— begin Extract —
Gideon: "That question should be addressed to those involved in the helicopter operation, or to the guys who see what they do. With the weapons I used, my ability to make a decision that contradicts what they told me up to that point is zero. I dispatch the bomb from a range within which I can see the entire Gaza Strip. I also see Haifa, I also see Sinai, but it's more or less the same. It's from really far away."

Yossi: "I am a platoon sergeant in an operations company of the Paratroops Brigade. We were in a house and discovered a family inside that wasn't supposed to be there. We assembled them all in the basement, posted two guards at all times and made sure they didn't make any trouble. Gradually, the emotional distance between us broke down - we had cigarettes with them, we drank coffee with them, we talked about the meaning of life and the fighting in Gaza. After very many conversations the owner of the house, a man of 70-plus, was saying it's good we are in Gaza and it's good that the IDF is doing what it is doing.

"The next day we sent the owner of the house and his son, a man of 40 or 50, for questioning. The day after that, we received an answer: We found out that both are political activists in Hamas. That was a little annoying - that they tell you how fine it is that you're here and good for you and blah-blah-blah, and then you find out that they were lying to your face the whole time.
— end Extract —
— begin Data provided —
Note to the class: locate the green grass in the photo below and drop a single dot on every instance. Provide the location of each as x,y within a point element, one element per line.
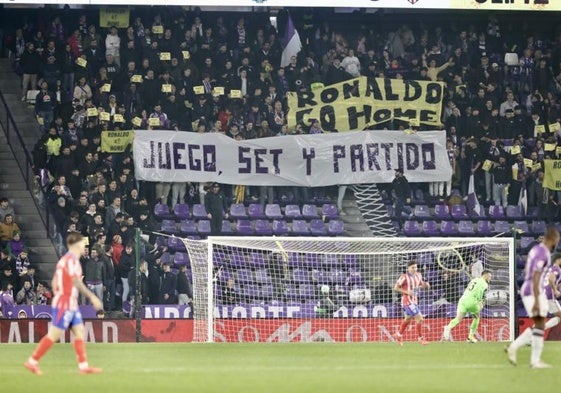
<point>268,368</point>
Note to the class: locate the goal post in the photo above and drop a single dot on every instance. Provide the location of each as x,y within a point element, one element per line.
<point>282,289</point>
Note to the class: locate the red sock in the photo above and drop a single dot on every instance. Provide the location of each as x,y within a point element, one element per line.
<point>44,345</point>
<point>403,326</point>
<point>420,329</point>
<point>80,349</point>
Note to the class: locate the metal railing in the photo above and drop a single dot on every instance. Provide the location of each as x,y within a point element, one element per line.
<point>24,160</point>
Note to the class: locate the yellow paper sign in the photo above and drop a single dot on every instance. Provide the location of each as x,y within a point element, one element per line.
<point>81,62</point>
<point>136,121</point>
<point>154,121</point>
<point>539,129</point>
<point>91,112</point>
<point>165,56</point>
<point>235,94</point>
<point>555,127</point>
<point>515,150</point>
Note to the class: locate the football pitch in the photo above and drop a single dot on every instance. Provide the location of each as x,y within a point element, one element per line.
<point>264,368</point>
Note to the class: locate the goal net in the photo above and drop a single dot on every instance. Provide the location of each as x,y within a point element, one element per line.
<point>274,289</point>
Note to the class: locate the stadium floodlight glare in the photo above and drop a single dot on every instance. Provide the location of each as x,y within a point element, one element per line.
<point>282,289</point>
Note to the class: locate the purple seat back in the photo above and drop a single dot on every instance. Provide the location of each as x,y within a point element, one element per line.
<point>273,211</point>
<point>181,211</point>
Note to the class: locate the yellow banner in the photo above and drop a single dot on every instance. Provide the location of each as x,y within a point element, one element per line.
<point>111,16</point>
<point>362,102</point>
<point>552,174</point>
<point>507,5</point>
<point>116,141</point>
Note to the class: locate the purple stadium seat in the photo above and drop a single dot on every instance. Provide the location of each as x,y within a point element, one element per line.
<point>237,211</point>
<point>168,226</point>
<point>263,228</point>
<point>496,212</point>
<point>459,212</point>
<point>176,244</point>
<point>181,259</point>
<point>411,228</point>
<point>181,211</point>
<point>300,228</point>
<point>317,227</point>
<point>421,211</point>
<point>199,212</point>
<point>514,212</point>
<point>430,228</point>
<point>465,228</point>
<point>243,228</point>
<point>441,212</point>
<point>309,211</point>
<point>292,212</point>
<point>522,226</point>
<point>538,227</point>
<point>188,227</point>
<point>336,227</point>
<point>255,211</point>
<point>280,228</point>
<point>203,227</point>
<point>484,227</point>
<point>448,228</point>
<point>161,211</point>
<point>329,210</point>
<point>502,226</point>
<point>226,227</point>
<point>273,212</point>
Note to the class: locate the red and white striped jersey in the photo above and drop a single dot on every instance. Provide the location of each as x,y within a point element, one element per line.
<point>66,294</point>
<point>411,283</point>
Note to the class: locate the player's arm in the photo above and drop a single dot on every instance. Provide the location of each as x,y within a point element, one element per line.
<point>87,293</point>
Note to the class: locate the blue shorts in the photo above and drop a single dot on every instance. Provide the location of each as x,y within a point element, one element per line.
<point>411,310</point>
<point>66,319</point>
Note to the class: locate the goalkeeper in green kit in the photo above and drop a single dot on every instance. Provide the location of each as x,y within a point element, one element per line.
<point>470,302</point>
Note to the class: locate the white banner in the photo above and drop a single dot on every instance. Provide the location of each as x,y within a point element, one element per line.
<point>303,160</point>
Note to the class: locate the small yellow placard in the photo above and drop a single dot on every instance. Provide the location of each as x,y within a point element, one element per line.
<point>487,165</point>
<point>154,122</point>
<point>136,121</point>
<point>81,62</point>
<point>550,146</point>
<point>554,127</point>
<point>104,116</point>
<point>91,112</point>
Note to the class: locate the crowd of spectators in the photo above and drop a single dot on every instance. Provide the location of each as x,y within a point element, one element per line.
<point>81,70</point>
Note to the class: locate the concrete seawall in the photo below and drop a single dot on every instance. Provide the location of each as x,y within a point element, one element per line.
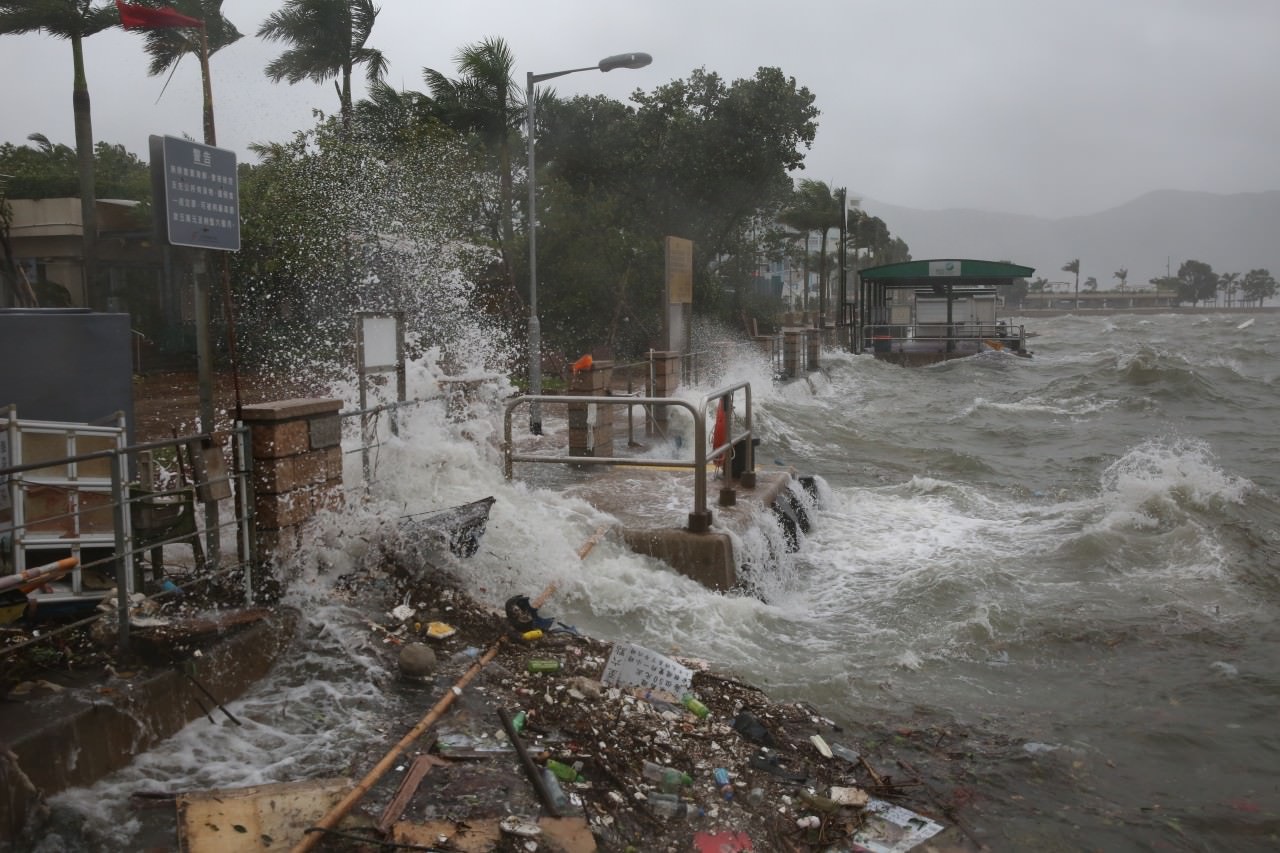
— end Data provided —
» Complete the following
• 1. Show each line of the rows that contains the word "metal".
• 2. Carry on the soldiers' accounts of the fighting in Gaza from the point where they stop.
These rows are unrelated to the soldiers' accounts of the fighting in Gaza.

» Answer set
• 1.
Note to the class: locate the metal railing in the photo above and drop a single dot on every instance. Provide the location of each as x,y within a point element, one element per line.

• 2.
"What annoyed me was that in the end, after we understood that the members of this family weren't exactly our good friends and they pretty much deserved to be forcibly ejected from there, my platoon commander suggested that when we left the house, we should clean up all the stuff, pick up and collect all the garbage in bags, sweep and wash the floor, fold up the blankets we used, make a pile of the mattresses and put them back on the beds."

Zamir: "What do you mean? Didn't every IDF unit that left a house do that?"

Yossi: "No. Not at all. On the contrary: In most of the houses graffiti was left behind and things like that."

Zamir: "That's simply behaving like animals."

Yossi: "You aren't supposed to be concentrating on folding blankets when you're being shot at."

Zamir: "I haven't heard all that much about you being shot at. It's not that I'm complaining, but if you've spent a week in a home, clean up your filth."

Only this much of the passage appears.